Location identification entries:
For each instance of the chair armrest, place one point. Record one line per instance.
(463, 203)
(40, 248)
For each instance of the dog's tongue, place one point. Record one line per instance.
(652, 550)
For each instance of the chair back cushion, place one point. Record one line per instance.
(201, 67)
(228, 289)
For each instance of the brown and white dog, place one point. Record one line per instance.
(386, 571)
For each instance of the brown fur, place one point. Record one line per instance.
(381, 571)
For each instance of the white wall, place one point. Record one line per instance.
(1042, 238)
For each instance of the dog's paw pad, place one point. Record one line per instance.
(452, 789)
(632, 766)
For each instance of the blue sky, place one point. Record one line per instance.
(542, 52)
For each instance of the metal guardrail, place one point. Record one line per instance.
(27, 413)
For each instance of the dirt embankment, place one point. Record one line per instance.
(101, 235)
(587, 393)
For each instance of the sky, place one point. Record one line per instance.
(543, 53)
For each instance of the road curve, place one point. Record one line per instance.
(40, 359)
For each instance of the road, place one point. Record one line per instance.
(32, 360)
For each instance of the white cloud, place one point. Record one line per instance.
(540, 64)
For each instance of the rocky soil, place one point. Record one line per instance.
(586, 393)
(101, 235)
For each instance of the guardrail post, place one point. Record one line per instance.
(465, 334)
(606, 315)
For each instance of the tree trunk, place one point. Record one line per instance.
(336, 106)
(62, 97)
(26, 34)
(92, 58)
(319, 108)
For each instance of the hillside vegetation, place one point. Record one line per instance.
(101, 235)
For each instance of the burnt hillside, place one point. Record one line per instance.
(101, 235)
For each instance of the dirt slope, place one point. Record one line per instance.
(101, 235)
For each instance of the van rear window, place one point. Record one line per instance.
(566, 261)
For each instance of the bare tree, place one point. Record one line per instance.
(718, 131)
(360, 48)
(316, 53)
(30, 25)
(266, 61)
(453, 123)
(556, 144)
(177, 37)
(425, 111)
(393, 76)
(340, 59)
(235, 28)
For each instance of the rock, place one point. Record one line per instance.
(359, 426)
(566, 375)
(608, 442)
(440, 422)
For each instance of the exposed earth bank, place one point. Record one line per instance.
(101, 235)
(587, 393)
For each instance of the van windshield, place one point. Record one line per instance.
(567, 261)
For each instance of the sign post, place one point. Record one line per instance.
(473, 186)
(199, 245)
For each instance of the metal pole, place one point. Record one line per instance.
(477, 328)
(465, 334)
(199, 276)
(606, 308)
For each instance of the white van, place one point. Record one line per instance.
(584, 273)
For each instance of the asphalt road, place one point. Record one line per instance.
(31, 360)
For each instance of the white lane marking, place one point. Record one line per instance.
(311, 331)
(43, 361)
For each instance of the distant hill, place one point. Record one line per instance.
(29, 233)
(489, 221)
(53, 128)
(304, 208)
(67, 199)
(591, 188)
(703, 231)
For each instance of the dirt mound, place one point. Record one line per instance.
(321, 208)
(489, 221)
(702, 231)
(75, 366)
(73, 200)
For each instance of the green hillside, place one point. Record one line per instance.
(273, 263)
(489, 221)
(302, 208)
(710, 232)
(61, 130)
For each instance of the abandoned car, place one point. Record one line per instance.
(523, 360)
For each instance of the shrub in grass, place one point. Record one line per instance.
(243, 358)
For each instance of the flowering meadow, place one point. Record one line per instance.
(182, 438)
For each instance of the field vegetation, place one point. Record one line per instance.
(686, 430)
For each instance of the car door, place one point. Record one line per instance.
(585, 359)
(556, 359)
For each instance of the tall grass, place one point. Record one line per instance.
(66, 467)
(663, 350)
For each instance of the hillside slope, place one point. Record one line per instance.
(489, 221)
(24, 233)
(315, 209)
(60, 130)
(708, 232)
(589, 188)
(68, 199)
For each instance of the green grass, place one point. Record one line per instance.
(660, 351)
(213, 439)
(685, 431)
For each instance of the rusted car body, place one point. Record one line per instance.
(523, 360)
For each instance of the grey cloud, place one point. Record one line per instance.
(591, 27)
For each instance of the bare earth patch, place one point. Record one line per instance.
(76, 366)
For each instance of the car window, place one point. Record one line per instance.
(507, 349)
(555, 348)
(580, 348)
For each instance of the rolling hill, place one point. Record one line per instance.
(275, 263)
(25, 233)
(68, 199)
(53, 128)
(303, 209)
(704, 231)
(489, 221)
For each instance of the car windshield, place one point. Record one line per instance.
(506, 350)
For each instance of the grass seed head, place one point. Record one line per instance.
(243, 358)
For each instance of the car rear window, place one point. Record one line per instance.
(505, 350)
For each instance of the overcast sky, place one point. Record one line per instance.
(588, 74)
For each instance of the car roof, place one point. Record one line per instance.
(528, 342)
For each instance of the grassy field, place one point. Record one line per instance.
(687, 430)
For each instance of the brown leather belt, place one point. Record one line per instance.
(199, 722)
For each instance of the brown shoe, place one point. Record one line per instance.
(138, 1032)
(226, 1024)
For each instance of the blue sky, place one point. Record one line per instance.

[Task requirements]:
Extract the full listing and reproduce each line exactly.

[Right answer]:
For each instance of the chair armrest, place one point. Record one line per instance.
(463, 203)
(40, 248)
For each instance of the dog's tongue, place one point. Record one line per instance.
(652, 550)
For each instance of the chair back cushion, place one point. Record one line per instance.
(201, 67)
(228, 289)
For each instance of the brown and white dog, place one point. Record one line per instance.
(386, 571)
For each instance of the brown fur, place one point. Record one line per instance.
(381, 571)
For each instance of the white wall, place one point. Record one line per instance.
(1042, 238)
For each instance of the dog's paw pad, place one point. Record one line per instance.
(452, 789)
(632, 766)
For each instance of the blue sky, place one point. Record one line per instance.
(542, 52)
For each instance of the metal guardrail, place one point. Record one line per instance.
(27, 413)
For each instance of the dirt embankment, place one point. Record one line per instance.
(101, 235)
(587, 393)
For each instance of the sky, place one point. Record one line per instance.
(543, 53)
For each instance of the road curve, place one point. Record one line per instance.
(40, 359)
For each instance of the road, place one point. Record one line per instance.
(32, 360)
For each instance of the white cloud, place one point. Record one line per instance.
(540, 64)
For each instance of the rocky soil, place one point. Record one line per instance.
(586, 393)
(101, 235)
For each instance of the guardrail post, place one point. Record one line per instance.
(465, 334)
(606, 315)
For each instance of the tree trunk, place one point. Record one line per instance.
(336, 106)
(62, 97)
(26, 34)
(92, 58)
(319, 108)
For each instance of the hillside vegetation, place one point. Record one line per instance.
(101, 235)
For each instance of the burnt hillside, place one point. Record one line per instance.
(101, 235)
For each instance of the dirt slope, place one point. Record one line per instance.
(101, 235)
For each instance of the van rear window, place one point. Record one line per instance.
(566, 261)
For each instance of the bare tree, place one point. Record one line per instance.
(718, 131)
(360, 48)
(316, 53)
(30, 25)
(266, 61)
(453, 123)
(556, 144)
(177, 37)
(425, 111)
(393, 76)
(340, 59)
(235, 28)
For each instance of the rock, place one point. Record one line per instance.
(359, 426)
(566, 375)
(608, 442)
(440, 422)
For each instance of the exposed earth bank, place one point. Record one line per instance.
(101, 235)
(587, 393)
For each instance of the van windshield, place one point. Record one line per instance.
(567, 261)
For each instance of the sign post, place one point. Record one line per instance.
(473, 186)
(199, 245)
For each instance of the metal pole, place one point. Record one line per instance.
(477, 328)
(465, 334)
(199, 276)
(606, 308)
For each instance of the white van, place one point. Record one line per instance.
(584, 273)
For each instance of the asphalt road, place one point. Record one line per instance.
(31, 360)
For each instance of the white lane marking, place one point. Record one line per instance.
(311, 331)
(43, 361)
For each instance of the distant hill, place one point. Record one line per instance.
(29, 233)
(489, 221)
(53, 128)
(304, 208)
(67, 199)
(591, 188)
(703, 231)
For each instance of the dirt mound, place one point. Record one line per instance.
(321, 208)
(489, 221)
(702, 231)
(75, 366)
(73, 200)
For each instance of the green hillside, place one point. Record one line per instance.
(273, 263)
(489, 221)
(302, 208)
(710, 232)
(61, 130)
For each instance of the abandoned car, place one point. Record one line per instance.
(523, 360)
For each instance of the shrub in grass, place one point. Record one line per instance.
(243, 358)
For each instance of the flowering meadow, place one point. Record one line per instance.
(182, 438)
For each instance of the field vegetation, place one point. Record one line per instance.
(686, 430)
For each instance of the car door, place one point. Record one line per instance.
(585, 359)
(556, 359)
For each instance of the tall grass, place one point. Record one line per instance.
(66, 467)
(663, 350)
For each instance of the hillside slope, place one point. Record one line per instance.
(489, 221)
(24, 233)
(315, 209)
(60, 130)
(708, 232)
(589, 188)
(68, 199)
For each instance of the green grass, place one point. Record one line per instance.
(660, 351)
(213, 439)
(685, 431)
For each instance of the rusted car body, place one point. Record one line per instance.
(523, 360)
For each instance of the grey cloud, place one point. Record one line per instance.
(591, 27)
For each instance of the bare earth patch, place one point. Record one line per instance.
(76, 366)
For each instance of the car window, place one point. Record one line per instance.
(507, 349)
(555, 348)
(580, 348)
For each instance of the rolling hill, place one point. Record one line per instance.
(275, 263)
(25, 233)
(68, 199)
(53, 128)
(303, 209)
(704, 231)
(489, 221)
For each instance of the car windshield, place one point. Record one line per instance.
(506, 350)
For each instance of the grass seed head, place one point. Record one line per instance.
(243, 358)
For each instance of the car rear window, place one point. Record one line per instance.
(505, 350)
For each instance of the overcast sky, place one point. Record one line per instance.
(588, 74)
For each instance of the car roof, place one point. Record one line per instance.
(528, 342)
For each instance of the grassy field, place one point. Record one line per instance.
(687, 430)
For each instance of the brown leather belt, place one point. Record one line per instance.
(199, 722)
For each instance of the brown shoe, place one point. Record one line per instance.
(138, 1032)
(226, 1024)
For each instance of the blue sky, place one point. Record one line per instance.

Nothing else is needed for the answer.